▶ _What you need to do_:
Count the lines of the records below that contain the string "grass", with case counting. Give only the number.

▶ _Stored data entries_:
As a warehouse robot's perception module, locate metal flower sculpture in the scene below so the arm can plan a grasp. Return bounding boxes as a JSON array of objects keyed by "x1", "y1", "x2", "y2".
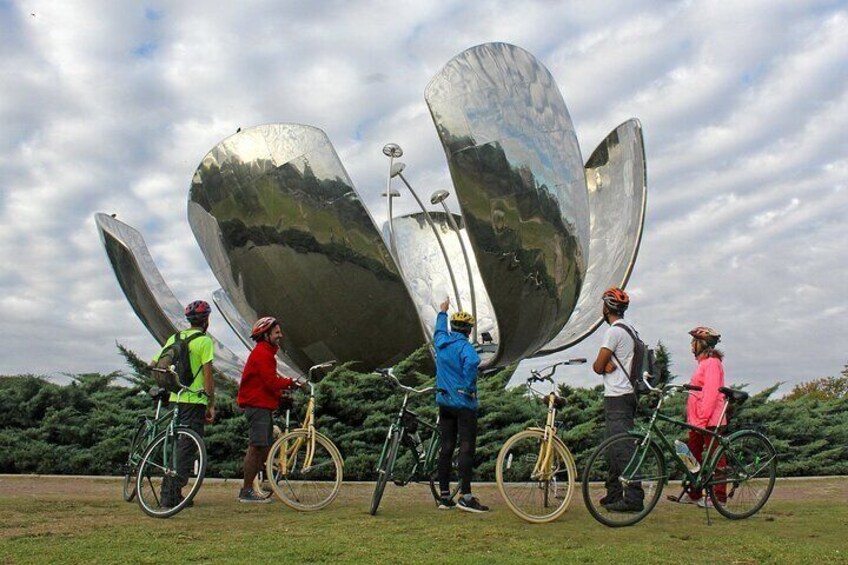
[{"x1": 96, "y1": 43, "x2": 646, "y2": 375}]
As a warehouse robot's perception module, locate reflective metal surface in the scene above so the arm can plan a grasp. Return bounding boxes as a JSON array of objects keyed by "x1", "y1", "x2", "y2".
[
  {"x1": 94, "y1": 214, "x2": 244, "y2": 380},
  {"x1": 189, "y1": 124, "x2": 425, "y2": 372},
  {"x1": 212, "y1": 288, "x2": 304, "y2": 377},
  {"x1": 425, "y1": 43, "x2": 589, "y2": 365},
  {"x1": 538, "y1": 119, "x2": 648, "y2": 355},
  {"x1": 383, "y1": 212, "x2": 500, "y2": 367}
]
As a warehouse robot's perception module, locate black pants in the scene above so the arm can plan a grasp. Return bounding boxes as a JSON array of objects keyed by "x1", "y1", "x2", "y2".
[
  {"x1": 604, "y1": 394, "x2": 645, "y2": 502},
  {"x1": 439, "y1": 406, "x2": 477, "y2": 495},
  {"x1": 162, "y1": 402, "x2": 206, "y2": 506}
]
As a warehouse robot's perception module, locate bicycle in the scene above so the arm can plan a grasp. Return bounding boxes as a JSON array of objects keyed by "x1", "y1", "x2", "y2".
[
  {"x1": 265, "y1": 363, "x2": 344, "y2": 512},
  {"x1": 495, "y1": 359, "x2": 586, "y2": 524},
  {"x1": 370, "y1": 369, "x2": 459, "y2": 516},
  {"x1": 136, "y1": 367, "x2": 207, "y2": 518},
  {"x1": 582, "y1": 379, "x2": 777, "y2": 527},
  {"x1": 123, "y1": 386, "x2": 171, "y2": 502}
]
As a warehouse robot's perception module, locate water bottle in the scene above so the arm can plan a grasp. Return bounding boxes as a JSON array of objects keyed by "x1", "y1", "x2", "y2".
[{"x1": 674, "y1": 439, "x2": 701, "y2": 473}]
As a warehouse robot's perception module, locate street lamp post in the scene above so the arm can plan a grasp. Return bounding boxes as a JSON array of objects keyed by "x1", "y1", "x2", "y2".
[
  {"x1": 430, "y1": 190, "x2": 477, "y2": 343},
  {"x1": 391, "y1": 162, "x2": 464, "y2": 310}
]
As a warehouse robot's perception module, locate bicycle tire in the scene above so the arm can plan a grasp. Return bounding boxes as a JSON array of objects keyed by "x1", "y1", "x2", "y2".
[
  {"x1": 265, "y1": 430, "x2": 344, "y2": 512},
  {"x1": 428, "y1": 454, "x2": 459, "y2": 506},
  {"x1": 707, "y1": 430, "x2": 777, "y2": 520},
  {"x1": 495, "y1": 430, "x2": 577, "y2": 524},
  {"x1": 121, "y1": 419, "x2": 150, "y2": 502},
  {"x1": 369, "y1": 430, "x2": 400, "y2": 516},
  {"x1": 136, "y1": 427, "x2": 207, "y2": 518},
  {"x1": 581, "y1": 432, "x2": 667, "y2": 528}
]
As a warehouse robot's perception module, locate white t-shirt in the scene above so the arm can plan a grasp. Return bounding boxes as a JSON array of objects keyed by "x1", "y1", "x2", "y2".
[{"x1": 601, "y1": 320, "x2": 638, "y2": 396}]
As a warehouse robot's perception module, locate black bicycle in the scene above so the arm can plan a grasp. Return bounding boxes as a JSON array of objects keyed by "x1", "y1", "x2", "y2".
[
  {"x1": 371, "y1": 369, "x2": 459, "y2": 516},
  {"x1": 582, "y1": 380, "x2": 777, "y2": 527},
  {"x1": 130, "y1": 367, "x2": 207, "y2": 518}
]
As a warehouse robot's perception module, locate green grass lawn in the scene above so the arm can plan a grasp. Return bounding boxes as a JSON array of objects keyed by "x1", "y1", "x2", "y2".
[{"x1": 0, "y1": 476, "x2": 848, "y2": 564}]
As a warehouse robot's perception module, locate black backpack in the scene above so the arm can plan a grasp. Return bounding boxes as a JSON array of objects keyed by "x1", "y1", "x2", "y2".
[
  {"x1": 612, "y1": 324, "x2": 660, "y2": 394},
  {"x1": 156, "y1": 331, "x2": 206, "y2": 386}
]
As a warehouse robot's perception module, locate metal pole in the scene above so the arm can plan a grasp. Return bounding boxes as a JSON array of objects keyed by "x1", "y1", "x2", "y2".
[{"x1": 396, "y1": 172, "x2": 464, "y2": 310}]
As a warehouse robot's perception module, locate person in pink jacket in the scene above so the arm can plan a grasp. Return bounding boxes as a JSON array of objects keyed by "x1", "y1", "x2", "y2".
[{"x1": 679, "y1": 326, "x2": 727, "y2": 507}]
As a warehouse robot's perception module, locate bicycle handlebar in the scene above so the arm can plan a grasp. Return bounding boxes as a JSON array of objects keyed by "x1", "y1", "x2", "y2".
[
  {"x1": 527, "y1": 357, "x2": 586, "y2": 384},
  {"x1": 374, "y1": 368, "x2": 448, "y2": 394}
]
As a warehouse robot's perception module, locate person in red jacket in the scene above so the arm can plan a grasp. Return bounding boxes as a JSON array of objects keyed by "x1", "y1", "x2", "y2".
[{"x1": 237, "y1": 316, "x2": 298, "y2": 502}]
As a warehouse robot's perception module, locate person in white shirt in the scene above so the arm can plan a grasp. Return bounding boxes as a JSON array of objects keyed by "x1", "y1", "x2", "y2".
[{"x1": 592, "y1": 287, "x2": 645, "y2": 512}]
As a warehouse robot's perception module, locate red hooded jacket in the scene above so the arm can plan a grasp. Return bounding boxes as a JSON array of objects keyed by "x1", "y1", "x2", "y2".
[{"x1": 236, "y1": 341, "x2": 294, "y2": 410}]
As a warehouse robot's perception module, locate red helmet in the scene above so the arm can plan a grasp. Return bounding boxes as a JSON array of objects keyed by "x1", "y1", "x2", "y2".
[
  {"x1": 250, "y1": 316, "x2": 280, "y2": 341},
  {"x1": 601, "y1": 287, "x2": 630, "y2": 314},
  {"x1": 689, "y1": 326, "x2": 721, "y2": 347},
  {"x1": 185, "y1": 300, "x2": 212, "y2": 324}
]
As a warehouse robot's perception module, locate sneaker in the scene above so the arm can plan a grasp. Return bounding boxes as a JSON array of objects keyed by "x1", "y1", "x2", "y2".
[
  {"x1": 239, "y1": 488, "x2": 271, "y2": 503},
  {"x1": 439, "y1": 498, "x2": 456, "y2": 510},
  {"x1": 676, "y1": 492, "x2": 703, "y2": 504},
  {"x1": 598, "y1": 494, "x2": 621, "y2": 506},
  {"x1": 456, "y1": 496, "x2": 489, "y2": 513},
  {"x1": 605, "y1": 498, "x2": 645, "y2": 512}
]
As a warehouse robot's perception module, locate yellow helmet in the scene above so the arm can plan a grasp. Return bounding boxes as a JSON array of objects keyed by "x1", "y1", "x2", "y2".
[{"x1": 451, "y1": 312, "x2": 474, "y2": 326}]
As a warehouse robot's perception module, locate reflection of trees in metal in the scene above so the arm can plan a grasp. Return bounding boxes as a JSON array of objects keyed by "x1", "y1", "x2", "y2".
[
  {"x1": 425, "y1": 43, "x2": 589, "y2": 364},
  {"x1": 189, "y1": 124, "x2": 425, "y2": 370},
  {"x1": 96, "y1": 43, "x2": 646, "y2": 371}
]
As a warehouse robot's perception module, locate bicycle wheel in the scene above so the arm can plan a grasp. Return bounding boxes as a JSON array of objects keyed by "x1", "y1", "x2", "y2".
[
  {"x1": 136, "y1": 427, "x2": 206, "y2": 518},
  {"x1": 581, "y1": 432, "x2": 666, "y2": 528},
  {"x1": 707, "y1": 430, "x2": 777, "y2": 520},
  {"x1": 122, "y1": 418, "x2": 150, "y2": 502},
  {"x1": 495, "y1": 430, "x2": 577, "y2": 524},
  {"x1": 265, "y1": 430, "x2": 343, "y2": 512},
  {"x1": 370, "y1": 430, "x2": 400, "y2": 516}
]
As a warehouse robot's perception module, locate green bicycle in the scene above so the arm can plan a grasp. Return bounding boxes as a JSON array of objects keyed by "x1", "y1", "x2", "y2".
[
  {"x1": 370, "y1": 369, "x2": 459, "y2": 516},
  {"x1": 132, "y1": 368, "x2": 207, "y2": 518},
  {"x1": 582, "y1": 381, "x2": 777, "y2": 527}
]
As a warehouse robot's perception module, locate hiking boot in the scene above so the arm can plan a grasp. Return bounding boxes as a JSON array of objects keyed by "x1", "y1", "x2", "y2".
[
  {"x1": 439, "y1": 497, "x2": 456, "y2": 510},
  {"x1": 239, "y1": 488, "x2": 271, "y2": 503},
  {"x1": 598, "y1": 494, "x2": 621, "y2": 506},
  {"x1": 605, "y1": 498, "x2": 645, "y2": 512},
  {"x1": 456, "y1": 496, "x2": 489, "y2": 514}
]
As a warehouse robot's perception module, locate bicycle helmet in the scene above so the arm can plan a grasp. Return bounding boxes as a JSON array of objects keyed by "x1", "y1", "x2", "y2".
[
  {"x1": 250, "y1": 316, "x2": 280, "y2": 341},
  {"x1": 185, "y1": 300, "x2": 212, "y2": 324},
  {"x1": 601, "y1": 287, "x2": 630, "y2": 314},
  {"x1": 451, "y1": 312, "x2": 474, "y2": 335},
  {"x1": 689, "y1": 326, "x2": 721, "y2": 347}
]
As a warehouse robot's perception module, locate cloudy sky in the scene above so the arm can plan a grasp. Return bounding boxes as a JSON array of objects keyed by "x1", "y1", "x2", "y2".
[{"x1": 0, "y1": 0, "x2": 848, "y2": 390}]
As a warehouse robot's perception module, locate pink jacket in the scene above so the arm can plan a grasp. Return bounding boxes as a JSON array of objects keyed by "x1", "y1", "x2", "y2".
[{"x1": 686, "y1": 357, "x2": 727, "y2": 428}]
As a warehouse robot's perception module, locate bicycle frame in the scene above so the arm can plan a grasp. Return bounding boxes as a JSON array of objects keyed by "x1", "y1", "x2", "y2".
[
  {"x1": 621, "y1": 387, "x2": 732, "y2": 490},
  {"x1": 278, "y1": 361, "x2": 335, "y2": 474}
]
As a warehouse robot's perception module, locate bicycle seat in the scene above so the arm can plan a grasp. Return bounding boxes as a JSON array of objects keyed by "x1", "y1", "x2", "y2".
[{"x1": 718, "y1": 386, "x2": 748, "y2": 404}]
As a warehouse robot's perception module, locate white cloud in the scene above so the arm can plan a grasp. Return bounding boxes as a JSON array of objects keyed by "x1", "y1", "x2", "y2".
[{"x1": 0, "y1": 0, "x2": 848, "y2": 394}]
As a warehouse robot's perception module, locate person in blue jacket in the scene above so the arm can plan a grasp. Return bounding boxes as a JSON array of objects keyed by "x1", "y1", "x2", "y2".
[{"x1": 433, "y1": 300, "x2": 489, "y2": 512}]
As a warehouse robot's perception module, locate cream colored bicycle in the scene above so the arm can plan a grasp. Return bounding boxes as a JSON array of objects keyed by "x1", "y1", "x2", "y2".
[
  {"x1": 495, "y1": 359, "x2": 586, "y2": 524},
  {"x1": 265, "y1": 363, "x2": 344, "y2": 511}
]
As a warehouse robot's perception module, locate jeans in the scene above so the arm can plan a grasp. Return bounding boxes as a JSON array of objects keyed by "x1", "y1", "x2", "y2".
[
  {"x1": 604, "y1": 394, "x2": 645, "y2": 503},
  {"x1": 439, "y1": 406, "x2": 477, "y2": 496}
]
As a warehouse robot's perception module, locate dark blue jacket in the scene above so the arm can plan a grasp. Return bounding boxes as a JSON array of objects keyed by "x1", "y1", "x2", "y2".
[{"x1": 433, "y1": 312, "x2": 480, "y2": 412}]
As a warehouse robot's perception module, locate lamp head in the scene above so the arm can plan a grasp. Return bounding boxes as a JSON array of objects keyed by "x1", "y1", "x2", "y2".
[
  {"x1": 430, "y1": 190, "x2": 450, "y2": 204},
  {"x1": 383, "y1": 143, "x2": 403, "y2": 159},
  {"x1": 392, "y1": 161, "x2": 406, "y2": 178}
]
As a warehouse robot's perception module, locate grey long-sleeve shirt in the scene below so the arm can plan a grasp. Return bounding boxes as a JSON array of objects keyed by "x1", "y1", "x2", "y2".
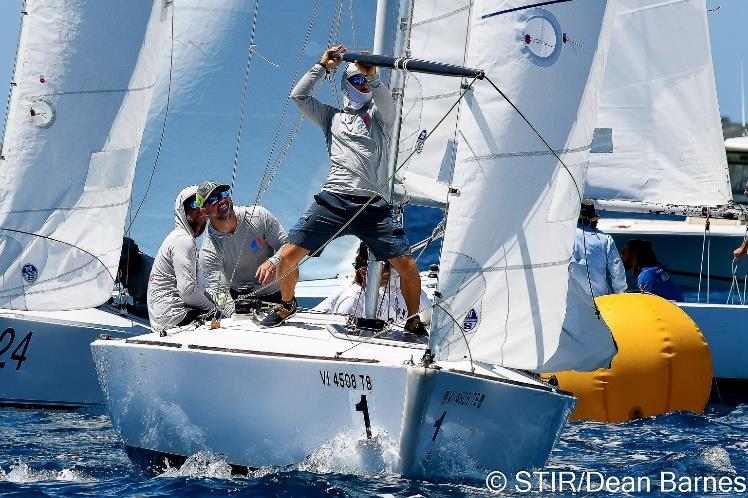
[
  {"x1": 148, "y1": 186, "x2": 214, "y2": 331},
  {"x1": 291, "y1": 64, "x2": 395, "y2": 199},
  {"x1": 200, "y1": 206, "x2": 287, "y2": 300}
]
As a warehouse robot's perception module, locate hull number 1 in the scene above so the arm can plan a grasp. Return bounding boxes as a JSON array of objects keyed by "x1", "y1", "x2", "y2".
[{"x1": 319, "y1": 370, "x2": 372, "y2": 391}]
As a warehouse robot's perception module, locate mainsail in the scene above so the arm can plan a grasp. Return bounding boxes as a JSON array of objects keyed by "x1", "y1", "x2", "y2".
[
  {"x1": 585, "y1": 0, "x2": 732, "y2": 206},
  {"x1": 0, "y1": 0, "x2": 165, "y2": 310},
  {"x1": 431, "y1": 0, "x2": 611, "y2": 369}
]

▶ _Answer to this exercise_:
1